Records from a dataset:
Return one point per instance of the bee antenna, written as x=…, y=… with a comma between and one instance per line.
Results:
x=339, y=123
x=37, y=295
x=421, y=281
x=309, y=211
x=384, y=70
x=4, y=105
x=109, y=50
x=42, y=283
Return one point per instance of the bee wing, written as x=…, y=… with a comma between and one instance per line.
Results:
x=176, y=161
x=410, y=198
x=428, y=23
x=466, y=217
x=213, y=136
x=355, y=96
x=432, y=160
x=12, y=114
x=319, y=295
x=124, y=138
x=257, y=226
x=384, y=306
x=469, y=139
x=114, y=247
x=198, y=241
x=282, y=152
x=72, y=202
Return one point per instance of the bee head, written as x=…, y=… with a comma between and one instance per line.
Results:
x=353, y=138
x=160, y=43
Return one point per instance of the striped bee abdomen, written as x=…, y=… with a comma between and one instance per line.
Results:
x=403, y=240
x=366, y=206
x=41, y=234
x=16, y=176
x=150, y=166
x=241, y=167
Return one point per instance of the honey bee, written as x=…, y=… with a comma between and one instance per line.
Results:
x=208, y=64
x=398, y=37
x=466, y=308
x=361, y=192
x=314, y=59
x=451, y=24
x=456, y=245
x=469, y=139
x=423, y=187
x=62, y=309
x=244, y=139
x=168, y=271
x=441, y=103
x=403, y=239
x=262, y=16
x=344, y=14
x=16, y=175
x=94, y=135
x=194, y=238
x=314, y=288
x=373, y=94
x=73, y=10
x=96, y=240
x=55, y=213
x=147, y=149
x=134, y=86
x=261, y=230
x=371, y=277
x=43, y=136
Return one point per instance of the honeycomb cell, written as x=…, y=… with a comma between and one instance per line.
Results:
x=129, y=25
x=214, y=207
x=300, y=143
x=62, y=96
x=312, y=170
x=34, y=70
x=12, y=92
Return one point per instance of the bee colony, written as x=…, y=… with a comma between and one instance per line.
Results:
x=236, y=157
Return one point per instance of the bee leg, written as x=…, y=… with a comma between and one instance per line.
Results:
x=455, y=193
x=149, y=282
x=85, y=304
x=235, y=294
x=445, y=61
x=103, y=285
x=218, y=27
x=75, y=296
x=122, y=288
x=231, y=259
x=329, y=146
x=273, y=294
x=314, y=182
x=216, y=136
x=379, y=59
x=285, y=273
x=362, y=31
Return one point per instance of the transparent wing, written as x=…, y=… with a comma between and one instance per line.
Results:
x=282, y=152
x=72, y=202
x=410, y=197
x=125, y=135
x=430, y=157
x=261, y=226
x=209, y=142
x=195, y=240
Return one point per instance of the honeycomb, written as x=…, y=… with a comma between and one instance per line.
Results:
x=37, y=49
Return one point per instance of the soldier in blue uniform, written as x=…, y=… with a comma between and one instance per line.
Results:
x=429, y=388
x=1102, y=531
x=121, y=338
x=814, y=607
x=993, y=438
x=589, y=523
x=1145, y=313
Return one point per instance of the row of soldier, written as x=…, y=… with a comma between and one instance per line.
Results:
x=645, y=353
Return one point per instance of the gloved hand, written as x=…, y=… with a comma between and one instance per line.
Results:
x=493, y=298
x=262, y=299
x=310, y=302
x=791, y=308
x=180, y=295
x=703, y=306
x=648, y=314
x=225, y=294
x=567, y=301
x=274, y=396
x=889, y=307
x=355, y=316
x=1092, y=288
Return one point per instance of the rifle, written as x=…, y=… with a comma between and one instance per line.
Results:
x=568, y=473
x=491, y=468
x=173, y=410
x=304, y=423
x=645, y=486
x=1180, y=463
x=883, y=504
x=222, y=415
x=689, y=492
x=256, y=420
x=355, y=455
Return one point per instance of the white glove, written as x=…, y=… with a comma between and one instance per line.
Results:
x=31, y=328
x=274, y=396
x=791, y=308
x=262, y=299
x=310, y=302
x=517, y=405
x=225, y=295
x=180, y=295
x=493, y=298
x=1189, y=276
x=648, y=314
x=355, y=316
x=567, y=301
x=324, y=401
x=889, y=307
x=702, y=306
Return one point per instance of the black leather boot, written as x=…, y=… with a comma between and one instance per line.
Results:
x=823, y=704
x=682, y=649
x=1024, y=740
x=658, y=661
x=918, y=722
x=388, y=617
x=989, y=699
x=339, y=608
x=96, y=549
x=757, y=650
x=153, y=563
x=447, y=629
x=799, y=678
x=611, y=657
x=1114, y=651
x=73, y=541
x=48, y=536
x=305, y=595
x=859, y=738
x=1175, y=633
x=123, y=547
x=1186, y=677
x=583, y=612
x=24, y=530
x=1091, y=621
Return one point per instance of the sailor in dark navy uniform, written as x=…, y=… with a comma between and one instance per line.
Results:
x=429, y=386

What this task involves: Take the entries above and transcribe them in full.

Output below:
Return one point per instance of the bee antenna, written as x=…, y=… with a comma between and one instance per line.
Results:
x=339, y=123
x=37, y=295
x=421, y=281
x=309, y=211
x=384, y=70
x=4, y=105
x=109, y=50
x=42, y=283
Return one point per instance of the bee wing, written as x=…, y=… with a comma between and one instance per line.
Results:
x=176, y=161
x=410, y=198
x=428, y=23
x=466, y=217
x=213, y=136
x=355, y=96
x=432, y=160
x=12, y=114
x=319, y=295
x=124, y=138
x=257, y=226
x=384, y=306
x=469, y=139
x=114, y=247
x=198, y=241
x=282, y=152
x=72, y=202
Return one point per instance of the bee head, written as x=…, y=… with a comma between and one instance per line.
Results:
x=353, y=138
x=160, y=43
Return one point per instance of the striped bee abdomen, written as x=…, y=… with a comma between and one instance per line.
Results:
x=403, y=240
x=366, y=206
x=41, y=234
x=16, y=176
x=150, y=166
x=241, y=167
Return one point per instance of the honey bee, written as x=…, y=… with a comma between and one instance per line.
Results:
x=208, y=64
x=398, y=37
x=466, y=308
x=361, y=192
x=314, y=59
x=451, y=24
x=456, y=245
x=469, y=139
x=423, y=187
x=62, y=309
x=244, y=139
x=168, y=271
x=441, y=103
x=403, y=239
x=262, y=16
x=344, y=14
x=16, y=175
x=94, y=135
x=194, y=238
x=314, y=288
x=373, y=94
x=73, y=10
x=96, y=240
x=55, y=213
x=147, y=149
x=134, y=86
x=261, y=230
x=371, y=277
x=43, y=136
Return one point per instance of the honeycomb cell, written as x=…, y=… with a comma between and one instance per line.
Results:
x=129, y=25
x=214, y=207
x=300, y=143
x=62, y=96
x=312, y=170
x=34, y=70
x=12, y=92
Return one point per instance of the bee colony, written as x=…, y=… with a comma between and one instance per line.
Results:
x=236, y=157
Return one point per instance of the bee leg, written as x=…, y=… with a comma between and one instance per line.
Results:
x=455, y=193
x=149, y=282
x=85, y=304
x=235, y=294
x=445, y=61
x=103, y=285
x=218, y=27
x=75, y=296
x=122, y=288
x=231, y=259
x=329, y=146
x=273, y=294
x=314, y=182
x=216, y=136
x=379, y=59
x=285, y=273
x=362, y=31
Return one point per instance of the transparent wing, written as x=…, y=… with a comma between and one instance per line.
Results:
x=282, y=152
x=72, y=202
x=410, y=197
x=125, y=135
x=430, y=157
x=261, y=226
x=209, y=142
x=195, y=240
Return one point per instance of the honeycomb, written as x=…, y=… with a comma between and one instance per line.
Results:
x=37, y=49
Return one point per instance of the soldier in blue uniform, written as x=…, y=… with a comma between and one instance per line.
Results:
x=429, y=388
x=1102, y=531
x=121, y=338
x=814, y=607
x=993, y=438
x=589, y=523
x=1145, y=313
Return one point per instance of the row of soldier, written as x=…, y=… with a comma between and one instance per line.
Results:
x=645, y=353
Return one point per instance of the gloved hand, written as x=…, y=… with a comma between and one instance per line.
Results:
x=493, y=298
x=262, y=299
x=310, y=302
x=791, y=308
x=180, y=295
x=703, y=306
x=648, y=314
x=225, y=294
x=567, y=301
x=274, y=396
x=889, y=307
x=355, y=316
x=1092, y=288
Return one point per instance of the rifle, written as x=…, y=… with a comma between and one instance per line.
Results:
x=568, y=473
x=491, y=468
x=173, y=410
x=304, y=423
x=645, y=486
x=1180, y=463
x=883, y=504
x=222, y=415
x=689, y=492
x=256, y=420
x=355, y=455
Return one point per instance of the white glove, written as x=…, y=… with a comma between and one instance per line.
Results:
x=31, y=328
x=274, y=396
x=791, y=308
x=262, y=299
x=310, y=302
x=517, y=405
x=225, y=295
x=180, y=295
x=493, y=298
x=1189, y=276
x=648, y=314
x=355, y=316
x=567, y=301
x=324, y=401
x=889, y=307
x=702, y=306
Return one point per instance of the black leather boot, written as x=…, y=… with a comma between and one instance per line.
Results:
x=823, y=704
x=682, y=649
x=1024, y=740
x=658, y=661
x=918, y=722
x=388, y=617
x=989, y=699
x=339, y=608
x=96, y=549
x=757, y=650
x=153, y=563
x=447, y=629
x=799, y=678
x=611, y=657
x=1114, y=651
x=73, y=541
x=48, y=536
x=305, y=595
x=859, y=738
x=1175, y=633
x=123, y=547
x=1186, y=677
x=583, y=612
x=24, y=530
x=1091, y=621
Return one point per instance of the sailor in dark navy uniform, written as x=…, y=… with a comma between and one instance per line.
Results:
x=429, y=386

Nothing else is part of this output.